Your response should consist of the records, reproduced exactly.

·····

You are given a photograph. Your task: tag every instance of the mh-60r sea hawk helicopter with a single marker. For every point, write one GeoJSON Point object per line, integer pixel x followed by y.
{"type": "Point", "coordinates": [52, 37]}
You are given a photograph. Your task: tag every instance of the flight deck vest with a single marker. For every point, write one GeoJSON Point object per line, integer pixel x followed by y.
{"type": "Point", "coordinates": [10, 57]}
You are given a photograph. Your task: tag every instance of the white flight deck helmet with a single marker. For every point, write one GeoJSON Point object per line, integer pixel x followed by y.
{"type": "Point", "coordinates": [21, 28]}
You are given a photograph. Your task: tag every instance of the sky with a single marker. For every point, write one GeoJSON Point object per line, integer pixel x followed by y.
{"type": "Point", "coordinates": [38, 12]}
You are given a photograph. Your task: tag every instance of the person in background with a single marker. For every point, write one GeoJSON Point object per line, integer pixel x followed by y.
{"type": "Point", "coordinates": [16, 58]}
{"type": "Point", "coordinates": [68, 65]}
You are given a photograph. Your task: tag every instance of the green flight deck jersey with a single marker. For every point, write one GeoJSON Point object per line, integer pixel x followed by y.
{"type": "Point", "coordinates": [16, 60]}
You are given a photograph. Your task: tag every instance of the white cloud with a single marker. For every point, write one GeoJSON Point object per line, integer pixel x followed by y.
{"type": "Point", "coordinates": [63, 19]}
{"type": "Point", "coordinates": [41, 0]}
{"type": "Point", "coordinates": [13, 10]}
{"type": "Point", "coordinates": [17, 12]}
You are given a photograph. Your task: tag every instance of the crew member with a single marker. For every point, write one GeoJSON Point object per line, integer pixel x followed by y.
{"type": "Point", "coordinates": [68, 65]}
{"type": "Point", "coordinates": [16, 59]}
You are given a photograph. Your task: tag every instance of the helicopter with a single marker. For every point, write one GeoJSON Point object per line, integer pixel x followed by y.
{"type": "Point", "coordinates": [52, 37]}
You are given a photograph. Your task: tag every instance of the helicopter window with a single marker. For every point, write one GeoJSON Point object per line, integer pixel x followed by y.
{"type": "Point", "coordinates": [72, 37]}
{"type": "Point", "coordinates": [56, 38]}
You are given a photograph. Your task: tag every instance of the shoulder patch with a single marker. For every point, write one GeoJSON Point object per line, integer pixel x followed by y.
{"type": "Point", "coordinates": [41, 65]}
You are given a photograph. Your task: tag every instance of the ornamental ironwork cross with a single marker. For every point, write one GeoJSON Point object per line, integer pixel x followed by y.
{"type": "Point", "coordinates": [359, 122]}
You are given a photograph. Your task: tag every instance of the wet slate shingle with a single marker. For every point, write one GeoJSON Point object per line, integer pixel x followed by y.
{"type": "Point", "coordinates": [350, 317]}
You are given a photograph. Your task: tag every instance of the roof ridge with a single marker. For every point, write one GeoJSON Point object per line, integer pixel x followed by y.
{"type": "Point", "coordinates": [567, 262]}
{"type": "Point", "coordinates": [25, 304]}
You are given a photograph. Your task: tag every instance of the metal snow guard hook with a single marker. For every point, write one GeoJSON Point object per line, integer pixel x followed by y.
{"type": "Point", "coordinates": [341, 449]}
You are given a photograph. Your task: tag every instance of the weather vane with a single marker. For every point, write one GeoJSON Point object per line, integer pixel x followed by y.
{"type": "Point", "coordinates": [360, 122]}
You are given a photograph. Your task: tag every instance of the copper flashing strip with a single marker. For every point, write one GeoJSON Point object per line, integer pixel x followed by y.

·····

• _Problem solution_
You are given a photograph. Your task: tag every instance of the mh-60r sea hawk helicopter with a single marker. For every point, write one GeoJSON Point object per line, integer pixel x followed by y.
{"type": "Point", "coordinates": [52, 37]}
You are given a photograph. Your task: tag every instance of the flight deck vest with a single marker. For every point, write one GeoJSON Point object per line, integer pixel x followed by y.
{"type": "Point", "coordinates": [10, 57]}
You are given a photograph. Your task: tag every instance of the white flight deck helmet with a single marker. For every point, write one GeoJSON Point object per line, integer pixel x followed by y.
{"type": "Point", "coordinates": [21, 28]}
You are given a photograph. Your task: tag every instance of the sky with a single marker. For every point, write one GeoJSON Point object per line, integer pixel x followed by y.
{"type": "Point", "coordinates": [38, 12]}
You are given a photograph. Your task: tag every instance of the person in background with a single marker. For every point, write one GeoJSON Point object per line, integer pixel x followed by y.
{"type": "Point", "coordinates": [16, 58]}
{"type": "Point", "coordinates": [68, 65]}
You are given a photograph. Your task: tag every instance of the green flight deck jersey with a single marker. For every point, write one GeoJSON Point object per line, integer pixel x followed by y.
{"type": "Point", "coordinates": [16, 60]}
You are given a photograph. Your task: tag every instance of the white cloud with a single marker. For every point, write one GeoJSON Point object per line, integer pixel x followed by y.
{"type": "Point", "coordinates": [63, 19]}
{"type": "Point", "coordinates": [41, 0]}
{"type": "Point", "coordinates": [13, 10]}
{"type": "Point", "coordinates": [17, 12]}
You are given a photograph. Your task: tag every instance of the crew member with a single marker. For every point, write one GeoJSON Point object per line, integer pixel x followed by y.
{"type": "Point", "coordinates": [68, 65]}
{"type": "Point", "coordinates": [16, 59]}
You are given a photograph. Your task: tag every instance of the helicopter with a single marker. For every point, write one GeoJSON Point object per line, integer pixel x followed by y.
{"type": "Point", "coordinates": [52, 37]}
You are given a photograph. Your task: tag every instance of the helicopter window with a single marker. For every point, write one GeoJSON Point object per line, integer pixel x followed by y.
{"type": "Point", "coordinates": [72, 37]}
{"type": "Point", "coordinates": [56, 38]}
You are given a photograph. Your task: tag every instance of the shoulder patch with a single marker. For every point, write one GeoJSON Point object per line, integer pixel x followed by y.
{"type": "Point", "coordinates": [41, 65]}
You are given a photograph. Your task: tag every instance of the ornamental ironwork cross with a single marker. For every point, write one GeoJSON Point object per line, integer pixel x followed by y.
{"type": "Point", "coordinates": [359, 122]}
You are given a photograph. Your task: tag every instance of the wet slate shingle with a single marker. For every point, write one GeoJSON Point object per line, integer pixel x followed by y.
{"type": "Point", "coordinates": [350, 317]}
You are given a photograph. Your task: tag every instance of the roof ridge with a single marker. For every point, write one GeoJSON Point object per line, integer pixel x followed by y.
{"type": "Point", "coordinates": [567, 262]}
{"type": "Point", "coordinates": [25, 304]}
You are given a photograph. Your task: tag every instance of the metal snow guard hook with a single marker. For every point, write one GeoJSON Point object per line, integer pixel x followed by y.
{"type": "Point", "coordinates": [341, 449]}
You are given a photograph. Your task: tag every instance of the weather vane with a single marker. For every point, write one GeoJSON Point object per line, integer pixel x followed by y.
{"type": "Point", "coordinates": [360, 122]}
You are given a photograph. Your task: tag every instance of the copper flashing strip with a single marker. For every point, write one GeoJSON Point object per line, integer pixel x followed by y.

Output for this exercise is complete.